WHAT IS BEING ASKED: Convert every line of the listing below into a JSON list of strings, one string per line, with blank lines omitted. Leave the pictures out.

+ + +

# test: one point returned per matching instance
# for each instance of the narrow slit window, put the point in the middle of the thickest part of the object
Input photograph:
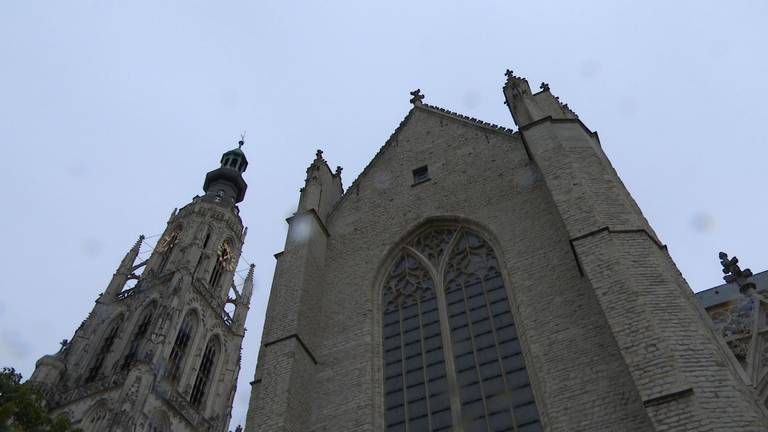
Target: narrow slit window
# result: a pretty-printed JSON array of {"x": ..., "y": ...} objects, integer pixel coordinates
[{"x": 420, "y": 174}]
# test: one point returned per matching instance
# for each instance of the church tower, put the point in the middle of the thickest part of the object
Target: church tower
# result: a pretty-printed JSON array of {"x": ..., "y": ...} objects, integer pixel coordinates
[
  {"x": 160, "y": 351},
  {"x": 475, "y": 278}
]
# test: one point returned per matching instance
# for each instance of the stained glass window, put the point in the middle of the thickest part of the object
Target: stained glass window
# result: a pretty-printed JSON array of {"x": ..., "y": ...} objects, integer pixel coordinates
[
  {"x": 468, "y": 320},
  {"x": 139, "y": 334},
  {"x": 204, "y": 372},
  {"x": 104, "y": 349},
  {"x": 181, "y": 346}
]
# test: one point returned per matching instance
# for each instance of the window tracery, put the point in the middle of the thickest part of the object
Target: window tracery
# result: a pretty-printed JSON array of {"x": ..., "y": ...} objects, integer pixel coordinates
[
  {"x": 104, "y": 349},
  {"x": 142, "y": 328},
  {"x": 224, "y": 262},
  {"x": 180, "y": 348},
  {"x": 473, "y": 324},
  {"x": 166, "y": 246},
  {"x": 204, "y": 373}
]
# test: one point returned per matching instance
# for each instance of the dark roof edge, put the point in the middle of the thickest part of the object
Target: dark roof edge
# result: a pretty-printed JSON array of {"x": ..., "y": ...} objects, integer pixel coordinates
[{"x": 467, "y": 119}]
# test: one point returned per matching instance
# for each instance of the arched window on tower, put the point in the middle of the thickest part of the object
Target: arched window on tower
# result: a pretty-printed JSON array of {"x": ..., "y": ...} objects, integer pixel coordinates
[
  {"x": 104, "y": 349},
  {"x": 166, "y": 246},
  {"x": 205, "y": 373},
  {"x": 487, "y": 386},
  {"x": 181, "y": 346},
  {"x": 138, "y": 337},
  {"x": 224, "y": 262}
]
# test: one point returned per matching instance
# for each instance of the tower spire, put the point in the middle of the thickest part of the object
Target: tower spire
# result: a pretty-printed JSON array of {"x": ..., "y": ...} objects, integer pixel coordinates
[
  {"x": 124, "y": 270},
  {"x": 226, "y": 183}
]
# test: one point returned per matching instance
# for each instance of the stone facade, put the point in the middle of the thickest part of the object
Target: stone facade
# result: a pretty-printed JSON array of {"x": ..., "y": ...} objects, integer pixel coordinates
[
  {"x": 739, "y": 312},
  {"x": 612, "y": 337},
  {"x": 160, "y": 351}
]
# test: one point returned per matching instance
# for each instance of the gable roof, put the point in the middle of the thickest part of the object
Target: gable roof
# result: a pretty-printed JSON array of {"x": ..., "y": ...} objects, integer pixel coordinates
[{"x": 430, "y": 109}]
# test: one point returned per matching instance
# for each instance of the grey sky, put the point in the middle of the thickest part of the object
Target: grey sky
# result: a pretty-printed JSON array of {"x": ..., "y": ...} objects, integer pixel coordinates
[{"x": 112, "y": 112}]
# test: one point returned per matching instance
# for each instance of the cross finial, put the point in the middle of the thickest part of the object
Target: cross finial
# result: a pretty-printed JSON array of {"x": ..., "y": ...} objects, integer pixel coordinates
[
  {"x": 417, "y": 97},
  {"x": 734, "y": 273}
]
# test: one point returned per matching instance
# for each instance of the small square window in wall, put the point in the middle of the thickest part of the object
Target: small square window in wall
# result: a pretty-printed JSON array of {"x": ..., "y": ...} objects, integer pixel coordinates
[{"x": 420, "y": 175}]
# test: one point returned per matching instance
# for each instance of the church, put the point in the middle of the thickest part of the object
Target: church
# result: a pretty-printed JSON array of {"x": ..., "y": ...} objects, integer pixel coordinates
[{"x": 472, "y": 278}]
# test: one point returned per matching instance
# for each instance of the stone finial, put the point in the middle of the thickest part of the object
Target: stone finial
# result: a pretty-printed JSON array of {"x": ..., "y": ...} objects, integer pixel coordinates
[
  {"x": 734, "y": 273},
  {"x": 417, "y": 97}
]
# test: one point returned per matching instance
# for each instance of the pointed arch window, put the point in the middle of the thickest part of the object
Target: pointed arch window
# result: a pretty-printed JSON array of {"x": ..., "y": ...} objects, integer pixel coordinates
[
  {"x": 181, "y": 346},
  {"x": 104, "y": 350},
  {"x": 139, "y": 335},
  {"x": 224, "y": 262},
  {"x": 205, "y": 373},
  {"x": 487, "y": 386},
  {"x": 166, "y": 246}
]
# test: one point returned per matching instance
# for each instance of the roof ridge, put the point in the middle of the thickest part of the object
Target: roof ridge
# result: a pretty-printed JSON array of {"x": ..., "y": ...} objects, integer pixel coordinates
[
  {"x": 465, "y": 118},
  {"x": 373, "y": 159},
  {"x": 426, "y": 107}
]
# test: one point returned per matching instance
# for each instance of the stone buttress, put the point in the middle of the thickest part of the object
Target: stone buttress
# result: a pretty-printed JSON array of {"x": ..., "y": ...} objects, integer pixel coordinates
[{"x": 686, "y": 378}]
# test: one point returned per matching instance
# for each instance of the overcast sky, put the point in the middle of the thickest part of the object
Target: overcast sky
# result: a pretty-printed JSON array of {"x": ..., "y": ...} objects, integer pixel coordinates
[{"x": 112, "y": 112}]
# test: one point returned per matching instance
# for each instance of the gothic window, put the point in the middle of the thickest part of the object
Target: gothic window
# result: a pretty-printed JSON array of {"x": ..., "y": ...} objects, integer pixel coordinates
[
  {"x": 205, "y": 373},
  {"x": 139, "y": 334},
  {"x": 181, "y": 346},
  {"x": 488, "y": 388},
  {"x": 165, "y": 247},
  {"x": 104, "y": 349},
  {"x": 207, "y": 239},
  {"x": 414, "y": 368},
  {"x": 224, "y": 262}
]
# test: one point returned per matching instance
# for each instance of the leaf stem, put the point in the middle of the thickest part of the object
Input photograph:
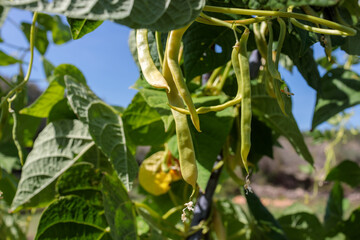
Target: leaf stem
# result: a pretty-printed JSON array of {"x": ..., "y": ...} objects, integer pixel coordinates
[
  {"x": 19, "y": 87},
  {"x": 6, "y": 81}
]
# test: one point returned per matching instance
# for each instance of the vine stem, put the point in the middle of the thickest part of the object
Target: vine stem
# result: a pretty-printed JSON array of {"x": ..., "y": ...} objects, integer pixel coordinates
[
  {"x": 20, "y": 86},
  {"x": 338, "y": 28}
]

+ + +

RESULT OF THIS EXERCISE:
[
  "# test: one point returned per matching instance",
  "# for each instance of the narrow slit window, put the point in the middle of the thickest part of the object",
  "Input photograph:",
  "Target: narrow slit window",
  "# result: a pretty-printed JSON array of {\"x\": ..., \"y\": ...} objects, integer pixel coordinates",
  "[{\"x\": 420, \"y\": 174}]",
  "# test: one point returned per matching instance",
  "# for each instance of the church tower, put the point in the middle of the thickest part of the object",
  "Target: church tower",
  "# result: a pretty-printed JSON array of {\"x\": ..., \"y\": ...} objects, integer pixel coordinates",
  "[",
  "  {\"x\": 160, \"y\": 351},",
  "  {\"x\": 475, \"y\": 278}",
  "]",
  "# test: one point returned per matching instance",
  "# for each instance of the stained glass window, put the point in the middle of the thickest part of the object",
  "Target: stained glass window",
  "# result: a pretty-printed JSON array of {\"x\": ..., \"y\": ...} objects, integer pixel coordinates",
  "[",
  "  {\"x\": 468, \"y\": 320},",
  "  {\"x\": 139, \"y\": 334},",
  "  {\"x\": 204, \"y\": 372},",
  "  {\"x\": 104, \"y\": 349},",
  "  {\"x\": 181, \"y\": 346}",
  "]",
  "# test: one point returned per matching instance",
  "# for each instance of the window tracery, put the point in the middle of the thickest part of the object",
  "Target: window tracery",
  "# result: a pretty-printed JSON array of {\"x\": ..., \"y\": ...} objects, integer pixel coordinates",
  "[",
  "  {\"x\": 104, \"y\": 349},",
  "  {\"x\": 142, \"y\": 328},",
  "  {\"x\": 224, \"y\": 262},",
  "  {\"x\": 180, \"y\": 348},",
  "  {\"x\": 473, \"y\": 324},",
  "  {\"x\": 166, \"y\": 246},",
  "  {\"x\": 204, \"y\": 373}",
  "]",
  "# test: one point returned per matching instance",
  "# for each instance of the dark roof edge, put the point in the middle of the thickest part of the object",
  "Target: dark roof edge",
  "# result: a pretty-printed JSON array of {\"x\": ..., \"y\": ...} objects, integer pixel coordinates",
  "[{\"x\": 467, \"y\": 119}]",
  "# test: one point returned per matching instance",
  "# for each instance of the arched window on tower, put the point in the middle of the thickest part of the object",
  "Target: arched window on tower",
  "# result: a pretty-printed JSON array of {\"x\": ..., \"y\": ...} objects, integer pixel coordinates",
  "[",
  "  {\"x\": 104, \"y\": 349},",
  "  {\"x\": 166, \"y\": 246},",
  "  {\"x\": 205, \"y\": 373},",
  "  {\"x\": 487, \"y\": 386},",
  "  {\"x\": 181, \"y\": 346},",
  "  {\"x\": 138, \"y\": 337},",
  "  {\"x\": 224, \"y\": 262}",
  "]",
  "# test: one point returned per matching instance",
  "# for each instance of the tower spire, put the point in the middle of the thickest part of the object",
  "Target: tower spire",
  "# result: a pretty-printed JSON array of {\"x\": ..., \"y\": ...} objects, integer pixel coordinates",
  "[",
  "  {\"x\": 124, \"y\": 270},",
  "  {\"x\": 226, \"y\": 183}",
  "]",
  "# test: one point returned per matching instance",
  "# for each instance of the stone facade, put the point in the middle of the thickest part of the object",
  "Target: stone facade",
  "# result: a pretty-printed JSON array of {\"x\": ..., \"y\": ...} objects, integer pixel coordinates",
  "[",
  "  {\"x\": 739, \"y\": 312},",
  "  {\"x\": 612, \"y\": 337},",
  "  {\"x\": 160, \"y\": 351}",
  "]",
  "# test: one point returned per matching instance",
  "# for each instance of the gable roof, put the point in the middle of the thickest part of the object",
  "Target: gable roof",
  "# result: a pretty-printed JSON array of {\"x\": ..., \"y\": ...} objects, integer pixel coordinates",
  "[{\"x\": 430, \"y\": 109}]",
  "# test: one point returned per matching instance",
  "# for each instance of the grey sky, put the point in the middle of the thickest part of the object",
  "Target: grey sky",
  "# result: a pretty-printed JSON array of {\"x\": ..., \"y\": ...} objects, integer pixel coordinates",
  "[{\"x\": 112, \"y\": 112}]",
  "# test: one point returned per matching instance",
  "# for each instance of the cross finial, put the point in the middle of the thickest part of the object",
  "Target: cross finial",
  "# result: a pretty-printed JSON array of {\"x\": ..., \"y\": ...} objects, integer pixel coordinates",
  "[",
  "  {\"x\": 417, \"y\": 97},",
  "  {\"x\": 734, \"y\": 273}",
  "]",
  "# test: one point returned per matching instance",
  "# for each instance of the small square window in wall, put the point in the middle of the thickest part of the object",
  "Target: small square window in wall",
  "# result: a pretty-printed JSON array of {\"x\": ..., \"y\": ...} objects, integer pixel coordinates",
  "[{\"x\": 420, \"y\": 175}]",
  "# test: one point returned per matching instance",
  "# for each instance of the church, put the point in the middle of the thickest part of the object",
  "Target: church",
  "# result: a pretty-printed JSON array of {\"x\": ..., \"y\": ...} objects, integer pixel coordinates",
  "[{\"x\": 472, \"y\": 278}]",
  "# test: one point returned per matching instance",
  "# for each instance of the stone finial, put the point in the middle of the thickest part of the object",
  "Target: stone finial",
  "# result: a pretty-printed JSON array of {\"x\": ..., \"y\": ...} objects, integer pixel coordinates",
  "[",
  "  {\"x\": 734, \"y\": 273},",
  "  {\"x\": 417, \"y\": 97}",
  "]",
  "# test: one point returned per matching instance",
  "# for each instance of the pointed arch window, put the point in the middle of the thickest part of the object",
  "Target: pointed arch window",
  "# result: a pretty-printed JSON array of {\"x\": ..., \"y\": ...} objects, integer pixel coordinates",
  "[",
  "  {\"x\": 181, \"y\": 346},",
  "  {\"x\": 104, \"y\": 350},",
  "  {\"x\": 139, \"y\": 335},",
  "  {\"x\": 224, \"y\": 262},",
  "  {\"x\": 205, \"y\": 373},",
  "  {\"x\": 487, \"y\": 386},",
  "  {\"x\": 166, \"y\": 246}",
  "]",
  "# test: one point returned per matching instance",
  "# for each instance of the roof ridge, put the point in the middle of the thickest part of the object",
  "Target: roof ridge",
  "# result: a pretty-printed JSON array of {\"x\": ..., \"y\": ...} objects, integer pixel coordinates",
  "[",
  "  {\"x\": 465, \"y\": 118},",
  "  {\"x\": 373, \"y\": 159},",
  "  {\"x\": 426, \"y\": 107}",
  "]",
  "# test: one point returned per matching instance",
  "# for each instance of the stone buttress, put the point in the middle of the thickest part of the object",
  "Target: stone buttress",
  "# result: a pretty-printed JSON array of {\"x\": ..., \"y\": ...} objects, integer pixel coordinates",
  "[{\"x\": 686, \"y\": 378}]",
  "# test: one point returned per matching instance",
  "# for each instance of the overcast sky, put the point in the middle of the thickest part of the object",
  "Target: overcast sky",
  "# result: a pretty-printed JSON array of {\"x\": ..., \"y\": ...} objects, integer pixel coordinates",
  "[{\"x\": 112, \"y\": 112}]",
  "# test: one point returned per matching instance",
  "# for each instance of the gothic window, put the point in the middle of the thickest part of the object",
  "Target: gothic window",
  "# result: a pretty-printed JSON array of {\"x\": ..., \"y\": ...} objects, integer pixel coordinates",
  "[",
  "  {\"x\": 205, \"y\": 373},",
  "  {\"x\": 139, \"y\": 334},",
  "  {\"x\": 181, \"y\": 346},",
  "  {\"x\": 488, \"y\": 388},",
  "  {\"x\": 165, \"y\": 247},",
  "  {\"x\": 104, \"y\": 349},",
  "  {\"x\": 207, \"y\": 239},",
  "  {\"x\": 414, \"y\": 368},",
  "  {\"x\": 224, \"y\": 262}",
  "]",
  "# test: one point returned per matching instance",
  "# for each instance of the leaf stem, put the point in the middle of the thickest part of the object",
  "Input photograph:",
  "Target: leaf stem",
  "# result: a pretty-printed JSON array of {\"x\": ..., \"y\": ...} objects, integer pixel coordinates",
  "[",
  "  {\"x\": 19, \"y\": 87},",
  "  {\"x\": 6, \"y\": 81}",
  "]",
  "# test: one point returned per matching instance",
  "# for each instance of the vine stem, put the point in the middle of the thickest part of the object",
  "Target: vine stem",
  "# result: a pretty-printed JSON array of {\"x\": ..., \"y\": ...} objects, integer pixel coordinates",
  "[",
  "  {\"x\": 20, \"y\": 86},",
  "  {\"x\": 338, \"y\": 28}",
  "]"
]